**What you need to do:** Leave out every picture, and output exactly the lines from the line containing "For every instance of the forested" through the last line of the data.

[Data entries]
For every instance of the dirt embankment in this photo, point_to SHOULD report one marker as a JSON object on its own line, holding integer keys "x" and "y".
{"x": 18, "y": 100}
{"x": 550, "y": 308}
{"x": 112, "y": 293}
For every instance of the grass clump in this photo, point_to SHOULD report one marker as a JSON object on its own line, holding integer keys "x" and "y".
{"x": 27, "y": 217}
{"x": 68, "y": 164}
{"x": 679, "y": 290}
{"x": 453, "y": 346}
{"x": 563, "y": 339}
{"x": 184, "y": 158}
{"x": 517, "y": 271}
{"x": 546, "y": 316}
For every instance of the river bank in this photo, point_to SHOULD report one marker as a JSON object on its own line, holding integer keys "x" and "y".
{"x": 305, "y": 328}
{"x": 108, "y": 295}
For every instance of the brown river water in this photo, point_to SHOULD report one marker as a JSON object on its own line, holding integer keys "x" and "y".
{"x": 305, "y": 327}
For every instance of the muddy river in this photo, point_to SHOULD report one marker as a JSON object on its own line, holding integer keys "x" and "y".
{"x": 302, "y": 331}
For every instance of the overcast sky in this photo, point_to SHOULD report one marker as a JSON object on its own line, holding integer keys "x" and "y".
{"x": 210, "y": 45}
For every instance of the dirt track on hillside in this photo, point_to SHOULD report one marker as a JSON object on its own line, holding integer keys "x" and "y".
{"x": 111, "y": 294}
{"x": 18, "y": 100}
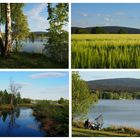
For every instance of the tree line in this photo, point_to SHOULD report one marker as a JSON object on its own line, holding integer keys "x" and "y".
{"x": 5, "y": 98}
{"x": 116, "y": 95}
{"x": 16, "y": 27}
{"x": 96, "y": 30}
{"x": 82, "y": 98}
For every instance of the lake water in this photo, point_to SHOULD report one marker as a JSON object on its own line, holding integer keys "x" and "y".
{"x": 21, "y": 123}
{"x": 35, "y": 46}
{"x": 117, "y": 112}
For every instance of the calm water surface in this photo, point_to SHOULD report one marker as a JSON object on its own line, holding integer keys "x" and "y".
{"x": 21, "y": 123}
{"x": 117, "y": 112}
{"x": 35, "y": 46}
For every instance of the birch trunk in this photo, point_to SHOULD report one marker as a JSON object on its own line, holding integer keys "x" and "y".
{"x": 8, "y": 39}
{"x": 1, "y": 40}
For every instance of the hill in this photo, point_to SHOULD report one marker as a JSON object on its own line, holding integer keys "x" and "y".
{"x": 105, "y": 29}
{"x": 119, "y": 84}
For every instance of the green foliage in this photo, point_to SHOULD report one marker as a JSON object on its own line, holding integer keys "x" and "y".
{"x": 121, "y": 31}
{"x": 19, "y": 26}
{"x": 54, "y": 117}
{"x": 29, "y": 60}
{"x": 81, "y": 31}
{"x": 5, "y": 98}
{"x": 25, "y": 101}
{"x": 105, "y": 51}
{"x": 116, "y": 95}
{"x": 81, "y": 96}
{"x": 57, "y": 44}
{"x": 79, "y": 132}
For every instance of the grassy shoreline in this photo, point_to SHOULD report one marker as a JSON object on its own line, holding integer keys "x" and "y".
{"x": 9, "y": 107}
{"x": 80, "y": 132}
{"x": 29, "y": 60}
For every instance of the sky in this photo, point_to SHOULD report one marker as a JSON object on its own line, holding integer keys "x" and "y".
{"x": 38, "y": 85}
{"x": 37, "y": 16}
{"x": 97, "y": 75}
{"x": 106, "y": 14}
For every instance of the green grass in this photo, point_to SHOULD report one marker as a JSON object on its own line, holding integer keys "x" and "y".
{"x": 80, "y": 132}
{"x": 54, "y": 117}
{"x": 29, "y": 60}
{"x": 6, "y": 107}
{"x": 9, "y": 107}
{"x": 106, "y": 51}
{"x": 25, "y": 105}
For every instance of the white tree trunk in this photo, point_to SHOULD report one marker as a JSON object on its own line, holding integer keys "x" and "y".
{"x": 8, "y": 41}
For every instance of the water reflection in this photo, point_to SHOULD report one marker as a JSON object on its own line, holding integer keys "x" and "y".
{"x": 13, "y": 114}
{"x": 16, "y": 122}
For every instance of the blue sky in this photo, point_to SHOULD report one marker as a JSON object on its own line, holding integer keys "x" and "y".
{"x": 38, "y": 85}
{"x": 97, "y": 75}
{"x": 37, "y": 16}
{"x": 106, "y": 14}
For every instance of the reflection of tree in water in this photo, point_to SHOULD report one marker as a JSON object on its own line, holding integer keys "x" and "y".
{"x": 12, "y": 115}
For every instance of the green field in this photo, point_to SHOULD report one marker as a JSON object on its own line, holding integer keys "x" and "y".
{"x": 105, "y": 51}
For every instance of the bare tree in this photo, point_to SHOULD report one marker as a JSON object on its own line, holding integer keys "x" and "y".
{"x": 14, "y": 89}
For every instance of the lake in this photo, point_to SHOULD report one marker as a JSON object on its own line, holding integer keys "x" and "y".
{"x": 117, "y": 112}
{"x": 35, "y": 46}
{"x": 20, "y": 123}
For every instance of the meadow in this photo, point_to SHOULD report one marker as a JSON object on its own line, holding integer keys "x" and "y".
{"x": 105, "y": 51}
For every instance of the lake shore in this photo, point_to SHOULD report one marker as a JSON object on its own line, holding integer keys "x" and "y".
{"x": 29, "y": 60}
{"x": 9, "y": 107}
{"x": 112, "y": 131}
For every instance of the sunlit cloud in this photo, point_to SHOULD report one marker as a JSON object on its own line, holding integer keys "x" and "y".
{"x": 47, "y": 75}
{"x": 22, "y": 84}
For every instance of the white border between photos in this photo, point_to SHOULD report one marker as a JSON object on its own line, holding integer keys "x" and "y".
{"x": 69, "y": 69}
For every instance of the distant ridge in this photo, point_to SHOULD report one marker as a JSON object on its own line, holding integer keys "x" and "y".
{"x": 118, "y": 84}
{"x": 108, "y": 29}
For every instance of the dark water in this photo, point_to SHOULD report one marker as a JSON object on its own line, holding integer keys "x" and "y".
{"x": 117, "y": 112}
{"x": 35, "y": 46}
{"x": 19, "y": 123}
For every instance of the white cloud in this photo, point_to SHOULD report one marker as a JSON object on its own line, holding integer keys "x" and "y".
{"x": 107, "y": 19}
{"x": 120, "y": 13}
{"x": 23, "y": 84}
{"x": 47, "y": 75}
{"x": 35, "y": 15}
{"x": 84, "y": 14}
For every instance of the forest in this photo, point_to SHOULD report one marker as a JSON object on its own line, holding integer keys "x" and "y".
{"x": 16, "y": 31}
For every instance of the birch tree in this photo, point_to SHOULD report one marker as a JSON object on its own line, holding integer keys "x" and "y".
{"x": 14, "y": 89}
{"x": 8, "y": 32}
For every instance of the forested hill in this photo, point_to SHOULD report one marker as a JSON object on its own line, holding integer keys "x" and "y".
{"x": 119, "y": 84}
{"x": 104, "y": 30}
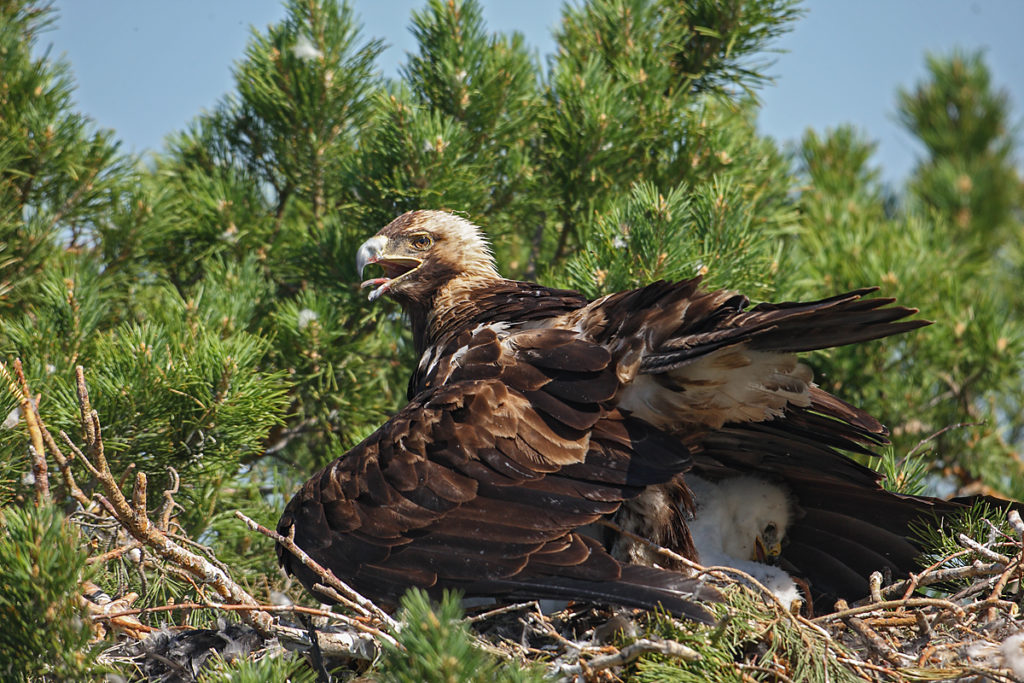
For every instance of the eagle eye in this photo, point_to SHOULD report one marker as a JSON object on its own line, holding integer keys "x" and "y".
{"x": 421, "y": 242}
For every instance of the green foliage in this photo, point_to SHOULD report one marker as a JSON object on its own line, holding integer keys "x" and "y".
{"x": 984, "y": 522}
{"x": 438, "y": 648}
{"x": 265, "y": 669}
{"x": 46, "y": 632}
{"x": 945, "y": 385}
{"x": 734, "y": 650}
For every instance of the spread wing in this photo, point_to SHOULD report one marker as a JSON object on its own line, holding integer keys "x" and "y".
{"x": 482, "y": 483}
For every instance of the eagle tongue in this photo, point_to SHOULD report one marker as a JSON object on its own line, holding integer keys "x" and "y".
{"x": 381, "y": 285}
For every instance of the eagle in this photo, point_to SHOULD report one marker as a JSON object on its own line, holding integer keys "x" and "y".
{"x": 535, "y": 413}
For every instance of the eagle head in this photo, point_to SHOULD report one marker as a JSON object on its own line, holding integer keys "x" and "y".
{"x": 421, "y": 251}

**Solution to this problem:**
For every instance of the forested hill in this photo, point_to SHOULD report one marker as a JSON object on its own line, holding integer keys "x" and "y".
{"x": 119, "y": 84}
{"x": 104, "y": 30}
For every instance of the eagle eye in this photo, point_to SHOULD report one marker as a JSON object on its own line, holding integer keys "x" and "y".
{"x": 421, "y": 242}
For every instance of the green foliage in this photo, point_to SHOULD report one marker as a JSON object on its own line, holding integer keys "x" and "y".
{"x": 984, "y": 522}
{"x": 438, "y": 648}
{"x": 265, "y": 669}
{"x": 46, "y": 632}
{"x": 945, "y": 385}
{"x": 734, "y": 650}
For every instance of the spread wing in this photo, point_to SHOULD report one marker as a JSON object on its own line, holding integer keys "x" and "y".
{"x": 482, "y": 483}
For every instance of the eagle tongue in this photo, point_to SHOULD report one marker as a JSON object on its own line, holding integer keys "x" and "y".
{"x": 381, "y": 285}
For every instance of the eagle in this photo, point_to SHOULD report one marker as a JSON object on its own line, holding integer keys "x" and "y".
{"x": 535, "y": 413}
For every instance of the eagle head in this photo, point_to SHOULD report one marker as a JSON object on its own line, holding integer keys "x" and "y".
{"x": 421, "y": 251}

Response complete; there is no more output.